● **EXERCISE BRIEF**: Start at the line below containing "# a single point is shaped like point(350, 298)" and stop at the line containing "# a single point is shaped like point(79, 521)". Repeat every line of that stretch exactly, and nothing outside it.

☆ ☆ ☆ ☆ ☆ ☆ ☆

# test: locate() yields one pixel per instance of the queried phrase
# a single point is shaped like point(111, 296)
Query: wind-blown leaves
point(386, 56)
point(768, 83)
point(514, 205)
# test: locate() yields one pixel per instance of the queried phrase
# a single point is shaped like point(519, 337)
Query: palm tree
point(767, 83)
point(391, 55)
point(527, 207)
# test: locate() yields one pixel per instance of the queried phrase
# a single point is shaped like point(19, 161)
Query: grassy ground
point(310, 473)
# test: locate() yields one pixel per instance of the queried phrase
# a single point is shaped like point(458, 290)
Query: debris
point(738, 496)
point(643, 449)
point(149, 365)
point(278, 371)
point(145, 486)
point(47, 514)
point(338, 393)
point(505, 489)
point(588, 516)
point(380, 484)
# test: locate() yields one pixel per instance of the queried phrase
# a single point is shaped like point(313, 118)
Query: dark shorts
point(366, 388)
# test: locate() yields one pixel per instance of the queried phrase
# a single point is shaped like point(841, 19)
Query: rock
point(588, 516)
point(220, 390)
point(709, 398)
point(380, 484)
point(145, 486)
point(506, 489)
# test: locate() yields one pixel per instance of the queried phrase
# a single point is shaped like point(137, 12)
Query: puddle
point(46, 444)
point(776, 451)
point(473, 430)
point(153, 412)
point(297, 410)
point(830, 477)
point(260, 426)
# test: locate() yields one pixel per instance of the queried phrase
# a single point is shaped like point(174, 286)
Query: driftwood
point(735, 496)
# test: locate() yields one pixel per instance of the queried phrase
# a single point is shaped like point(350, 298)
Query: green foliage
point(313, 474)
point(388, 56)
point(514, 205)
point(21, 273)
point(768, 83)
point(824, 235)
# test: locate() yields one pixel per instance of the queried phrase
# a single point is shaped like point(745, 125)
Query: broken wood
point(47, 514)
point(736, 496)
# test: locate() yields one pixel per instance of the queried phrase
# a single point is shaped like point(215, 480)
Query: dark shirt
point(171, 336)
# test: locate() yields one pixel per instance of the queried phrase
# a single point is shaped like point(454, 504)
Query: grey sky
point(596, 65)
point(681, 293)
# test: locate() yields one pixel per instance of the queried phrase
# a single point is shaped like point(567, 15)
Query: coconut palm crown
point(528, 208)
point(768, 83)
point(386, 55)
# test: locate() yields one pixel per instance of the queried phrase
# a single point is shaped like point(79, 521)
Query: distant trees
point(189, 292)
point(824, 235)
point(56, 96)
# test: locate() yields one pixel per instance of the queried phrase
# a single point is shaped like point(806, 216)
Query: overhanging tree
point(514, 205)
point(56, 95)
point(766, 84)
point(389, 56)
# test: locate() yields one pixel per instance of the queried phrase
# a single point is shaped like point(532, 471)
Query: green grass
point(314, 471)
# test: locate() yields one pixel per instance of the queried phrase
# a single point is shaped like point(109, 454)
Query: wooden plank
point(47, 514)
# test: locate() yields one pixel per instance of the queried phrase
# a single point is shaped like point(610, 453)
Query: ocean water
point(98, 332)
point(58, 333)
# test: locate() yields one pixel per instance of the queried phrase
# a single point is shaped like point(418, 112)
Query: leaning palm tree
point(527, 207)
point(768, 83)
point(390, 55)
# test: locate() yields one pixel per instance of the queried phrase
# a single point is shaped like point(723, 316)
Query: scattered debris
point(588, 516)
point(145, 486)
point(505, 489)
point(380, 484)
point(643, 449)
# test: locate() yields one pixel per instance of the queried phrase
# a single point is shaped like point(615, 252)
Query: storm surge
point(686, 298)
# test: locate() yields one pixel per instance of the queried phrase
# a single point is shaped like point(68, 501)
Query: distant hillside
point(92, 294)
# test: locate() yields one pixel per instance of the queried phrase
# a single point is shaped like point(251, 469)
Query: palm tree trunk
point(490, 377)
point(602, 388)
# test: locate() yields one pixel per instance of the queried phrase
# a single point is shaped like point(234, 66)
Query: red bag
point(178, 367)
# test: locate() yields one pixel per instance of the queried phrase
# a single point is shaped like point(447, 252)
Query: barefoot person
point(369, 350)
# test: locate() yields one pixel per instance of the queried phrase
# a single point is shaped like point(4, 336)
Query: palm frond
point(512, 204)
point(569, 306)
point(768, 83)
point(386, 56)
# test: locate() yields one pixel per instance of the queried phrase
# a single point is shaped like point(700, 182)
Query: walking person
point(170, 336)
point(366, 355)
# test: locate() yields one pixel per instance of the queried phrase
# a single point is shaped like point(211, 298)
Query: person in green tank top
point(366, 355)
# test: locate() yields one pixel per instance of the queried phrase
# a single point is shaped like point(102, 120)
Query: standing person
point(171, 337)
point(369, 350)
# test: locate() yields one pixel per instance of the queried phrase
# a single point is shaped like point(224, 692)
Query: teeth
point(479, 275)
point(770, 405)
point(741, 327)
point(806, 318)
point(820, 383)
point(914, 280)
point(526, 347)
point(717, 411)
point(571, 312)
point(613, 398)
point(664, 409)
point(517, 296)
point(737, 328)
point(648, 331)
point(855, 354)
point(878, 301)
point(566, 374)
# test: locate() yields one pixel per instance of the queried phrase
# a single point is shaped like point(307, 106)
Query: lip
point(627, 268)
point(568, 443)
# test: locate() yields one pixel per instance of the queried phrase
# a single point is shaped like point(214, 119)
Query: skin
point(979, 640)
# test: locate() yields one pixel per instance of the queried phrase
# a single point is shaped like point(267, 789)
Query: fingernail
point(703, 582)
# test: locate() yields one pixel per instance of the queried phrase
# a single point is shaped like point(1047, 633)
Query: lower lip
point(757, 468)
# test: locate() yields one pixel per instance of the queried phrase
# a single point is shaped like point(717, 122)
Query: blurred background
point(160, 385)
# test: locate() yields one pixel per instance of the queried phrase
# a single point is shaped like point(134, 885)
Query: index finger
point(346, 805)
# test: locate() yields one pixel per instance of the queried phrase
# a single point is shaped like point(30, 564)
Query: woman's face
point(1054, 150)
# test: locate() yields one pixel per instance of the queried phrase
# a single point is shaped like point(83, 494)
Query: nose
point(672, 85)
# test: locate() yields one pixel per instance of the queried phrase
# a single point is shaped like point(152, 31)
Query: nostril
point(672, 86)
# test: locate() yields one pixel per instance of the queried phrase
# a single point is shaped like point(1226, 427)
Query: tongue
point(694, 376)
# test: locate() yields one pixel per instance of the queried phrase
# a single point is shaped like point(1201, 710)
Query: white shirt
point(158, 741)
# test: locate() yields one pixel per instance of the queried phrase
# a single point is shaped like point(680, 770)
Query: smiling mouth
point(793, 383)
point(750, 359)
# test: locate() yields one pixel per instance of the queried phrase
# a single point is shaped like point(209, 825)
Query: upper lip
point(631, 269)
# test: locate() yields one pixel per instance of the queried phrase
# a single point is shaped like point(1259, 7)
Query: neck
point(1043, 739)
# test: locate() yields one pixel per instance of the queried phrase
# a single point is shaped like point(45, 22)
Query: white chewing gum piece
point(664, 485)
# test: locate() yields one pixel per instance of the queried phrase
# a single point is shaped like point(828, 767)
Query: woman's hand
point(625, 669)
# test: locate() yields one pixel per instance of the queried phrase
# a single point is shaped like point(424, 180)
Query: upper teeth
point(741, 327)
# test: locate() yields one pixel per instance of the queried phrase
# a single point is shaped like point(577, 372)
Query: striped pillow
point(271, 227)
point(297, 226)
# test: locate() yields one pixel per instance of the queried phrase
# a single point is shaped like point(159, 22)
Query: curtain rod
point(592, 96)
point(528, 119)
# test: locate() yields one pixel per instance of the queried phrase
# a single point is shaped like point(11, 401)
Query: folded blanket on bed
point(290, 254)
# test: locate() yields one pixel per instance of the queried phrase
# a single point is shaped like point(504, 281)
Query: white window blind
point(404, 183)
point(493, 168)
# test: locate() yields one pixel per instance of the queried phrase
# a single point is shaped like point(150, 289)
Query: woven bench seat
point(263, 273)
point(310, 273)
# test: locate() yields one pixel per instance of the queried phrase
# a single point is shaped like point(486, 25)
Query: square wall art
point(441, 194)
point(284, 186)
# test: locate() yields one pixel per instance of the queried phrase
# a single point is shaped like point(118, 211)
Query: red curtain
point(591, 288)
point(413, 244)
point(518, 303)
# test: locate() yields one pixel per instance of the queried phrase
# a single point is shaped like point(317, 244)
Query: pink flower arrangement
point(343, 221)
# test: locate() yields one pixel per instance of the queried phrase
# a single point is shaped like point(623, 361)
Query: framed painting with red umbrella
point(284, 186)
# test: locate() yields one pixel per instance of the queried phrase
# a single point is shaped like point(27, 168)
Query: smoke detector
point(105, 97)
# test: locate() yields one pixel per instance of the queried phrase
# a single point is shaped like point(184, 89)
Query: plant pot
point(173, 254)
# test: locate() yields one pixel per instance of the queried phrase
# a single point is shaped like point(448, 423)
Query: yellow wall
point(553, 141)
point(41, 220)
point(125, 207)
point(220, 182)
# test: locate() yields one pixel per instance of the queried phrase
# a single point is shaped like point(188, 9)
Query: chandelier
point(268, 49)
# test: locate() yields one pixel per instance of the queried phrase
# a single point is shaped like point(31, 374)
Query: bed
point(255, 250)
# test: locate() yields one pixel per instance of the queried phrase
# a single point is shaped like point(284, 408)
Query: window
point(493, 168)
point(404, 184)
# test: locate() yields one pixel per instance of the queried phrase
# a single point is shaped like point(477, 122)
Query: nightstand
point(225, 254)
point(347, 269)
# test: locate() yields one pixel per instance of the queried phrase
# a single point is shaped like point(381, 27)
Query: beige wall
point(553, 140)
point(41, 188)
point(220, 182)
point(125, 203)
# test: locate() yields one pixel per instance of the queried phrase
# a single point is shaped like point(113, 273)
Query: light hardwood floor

☆ ☆ ☆ ☆ ☆ ☆ ☆

● **ANSWER TO THIS EXERCISE**:
# a single point is shaped like point(350, 298)
Query: green foliage
point(313, 474)
point(388, 56)
point(514, 205)
point(21, 273)
point(768, 83)
point(824, 235)
# test: locate() yields one pixel per instance of the queried phrase
# a single point is shaped like point(745, 125)
Query: broken wood
point(47, 514)
point(736, 496)
# test: locate() yields one pixel per instance of the queried phrase
# a single point is shaped like point(215, 480)
Query: dark shirt
point(171, 336)
# test: locate() yields one pixel per instance of the queried phrase
# a single point is shaped like point(454, 504)
Query: grey sky
point(596, 65)
point(681, 293)
# test: locate() yields one pixel per instance of the queried phrase
# a single point is shaped like point(567, 15)
Query: coconut palm crown
point(528, 208)
point(768, 83)
point(386, 55)
# test: locate() yields one pixel per instance of the queried phrase
# a single point is shaped like point(79, 521)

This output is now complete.